§ Entries shown
┌────────

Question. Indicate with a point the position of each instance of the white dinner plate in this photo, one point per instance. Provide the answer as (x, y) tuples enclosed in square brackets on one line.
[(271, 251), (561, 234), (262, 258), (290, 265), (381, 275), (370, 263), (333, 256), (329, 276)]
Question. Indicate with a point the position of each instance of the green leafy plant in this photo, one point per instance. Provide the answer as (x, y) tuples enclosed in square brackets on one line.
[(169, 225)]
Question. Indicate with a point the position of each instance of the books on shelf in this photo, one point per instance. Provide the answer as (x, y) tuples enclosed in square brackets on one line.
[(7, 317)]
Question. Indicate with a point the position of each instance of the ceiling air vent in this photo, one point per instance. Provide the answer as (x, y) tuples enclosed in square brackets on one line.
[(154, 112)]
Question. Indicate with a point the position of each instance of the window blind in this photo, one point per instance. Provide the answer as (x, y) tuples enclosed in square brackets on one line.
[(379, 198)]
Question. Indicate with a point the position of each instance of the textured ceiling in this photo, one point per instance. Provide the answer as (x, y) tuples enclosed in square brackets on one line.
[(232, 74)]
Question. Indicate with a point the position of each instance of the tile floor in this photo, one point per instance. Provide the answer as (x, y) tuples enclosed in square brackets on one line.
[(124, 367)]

└────────
┌────────

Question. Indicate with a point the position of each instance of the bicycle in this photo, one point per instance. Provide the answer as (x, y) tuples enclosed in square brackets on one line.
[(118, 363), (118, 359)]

└────────

Shift every coordinate by adding 121 to both numbers, then rewrite in full each line of the data from the line containing "of the white" through the line containing "[(124, 367)]".

Question. Indicate with a point the position of each instance of the white dinner plate in this photo, one point per instance. Provide the answer as (x, y) tuples enclosed in square brackets on one line.
[(392, 372), (682, 355), (383, 379), (411, 386), (502, 396), (491, 384), (454, 377), (450, 397)]
Question. Indicate with a point the position of each instance of the green leafy plant in this photo, one point per instance. Provide the answer as (x, y) tuples enclosed in square brackets on one line.
[(290, 346)]
Question. Indicate with a point the position of each instance of the books on shelf in this photo, one point per instance. Provide the answer as (x, y) tuples enclosed in square brackets on one line.
[(128, 438)]
Question. Indicate with a point the position of each instance of the ceiling air vent in this photo, one point per instance. Provide the answer as (x, y) tuples enclosed in square brackets on one line.
[(275, 233)]
Question. Indicate with a point the position of each instance of the window blind in this photo, one point per instance. Provide the answer as (x, y) tuples enclosed in square brackets on one line.
[(500, 319)]
Question. Indicate with a point the position of each instance of the textured ceiling in this photo, one point per instance. Provide the answer as (x, y) tuples enclosed in square brackets on one line.
[(353, 195)]
Question. Indicate with a point the position of each instance of the tile floor in this photo, one point per instance. Provide the answer as (x, y) tuples enclosed in square brackets on one line.
[(245, 488)]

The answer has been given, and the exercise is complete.